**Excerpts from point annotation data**

▬▬▬▬▬▬

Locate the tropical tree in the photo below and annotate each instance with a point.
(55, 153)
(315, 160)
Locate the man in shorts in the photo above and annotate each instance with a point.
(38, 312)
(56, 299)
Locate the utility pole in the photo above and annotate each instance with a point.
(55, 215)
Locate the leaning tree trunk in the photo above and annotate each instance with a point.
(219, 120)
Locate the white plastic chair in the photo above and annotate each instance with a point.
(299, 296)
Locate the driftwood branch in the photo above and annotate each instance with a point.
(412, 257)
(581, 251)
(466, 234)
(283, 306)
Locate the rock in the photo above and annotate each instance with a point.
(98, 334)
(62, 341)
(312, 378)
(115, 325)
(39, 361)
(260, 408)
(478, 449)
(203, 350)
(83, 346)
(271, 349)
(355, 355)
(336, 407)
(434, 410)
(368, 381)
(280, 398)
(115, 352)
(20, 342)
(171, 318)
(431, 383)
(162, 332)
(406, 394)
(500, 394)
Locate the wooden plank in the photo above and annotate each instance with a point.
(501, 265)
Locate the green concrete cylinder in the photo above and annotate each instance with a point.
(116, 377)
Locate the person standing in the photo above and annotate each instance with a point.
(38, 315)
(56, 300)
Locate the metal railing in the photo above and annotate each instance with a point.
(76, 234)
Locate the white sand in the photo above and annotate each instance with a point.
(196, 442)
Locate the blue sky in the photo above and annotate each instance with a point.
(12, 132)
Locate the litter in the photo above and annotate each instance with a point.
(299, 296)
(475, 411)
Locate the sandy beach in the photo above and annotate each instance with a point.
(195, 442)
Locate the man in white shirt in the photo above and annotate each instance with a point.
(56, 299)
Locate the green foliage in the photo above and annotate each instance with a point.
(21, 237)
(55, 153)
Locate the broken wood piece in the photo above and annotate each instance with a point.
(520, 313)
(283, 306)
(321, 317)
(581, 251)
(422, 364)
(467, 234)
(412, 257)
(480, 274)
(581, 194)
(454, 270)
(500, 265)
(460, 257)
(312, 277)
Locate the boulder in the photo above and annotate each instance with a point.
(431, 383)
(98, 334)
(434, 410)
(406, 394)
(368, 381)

▬▬▬▬▬▬

**What the task asks**
Substitute "mark" for "annotate" in the entries from the line containing "Locate the white plastic" through the end of the entries, leaving everything else unchanged. Reproduce only those lines.

**Solution to the problem**
Locate the white plastic chair in the photo above and mark each instance with a point.
(299, 296)
Locate the driftwood branch in the photo above and mark each instance with a point.
(412, 257)
(581, 251)
(466, 234)
(283, 306)
Locate the rock in the photo above and mark each instance with a point.
(98, 334)
(62, 341)
(312, 378)
(115, 325)
(39, 361)
(260, 408)
(478, 449)
(203, 350)
(83, 346)
(271, 349)
(355, 355)
(336, 407)
(434, 410)
(368, 381)
(280, 398)
(115, 352)
(20, 342)
(171, 318)
(431, 383)
(162, 332)
(406, 394)
(500, 394)
Locate the wooden plank in the photo above and mark each instance with a point.
(501, 265)
Locate the green concrete cylinder in the photo above and mark each instance with a point.
(116, 377)
Locate the person standing in the photo above and mark each instance with a point.
(38, 315)
(56, 300)
Locate the metal railing in the photo above and mark each instance with a point.
(76, 234)
Locate the white sand in the photo above and mark each instance with a point.
(196, 442)
Locate the blue sky in the photo above and mark each instance with a point.
(12, 132)
Locate the litter in the photo above and mark each instance with a point.
(299, 296)
(475, 411)
Locate the sandy beach in the photo above and mark each instance with a point.
(195, 442)
Locate the man in white shirt in the photo above and mark each instance with a point.
(56, 299)
Locate the green foliage in the photo above and mark each instance with a point.
(21, 237)
(55, 153)
Locate the broken wood piece in the photo above and mark each instance with a point.
(520, 313)
(283, 306)
(321, 317)
(581, 251)
(422, 364)
(467, 234)
(412, 257)
(480, 274)
(581, 194)
(454, 270)
(500, 265)
(460, 257)
(312, 277)
Locate the boulder in the photo above and mark each instance with a point.
(431, 383)
(98, 334)
(434, 410)
(406, 394)
(368, 381)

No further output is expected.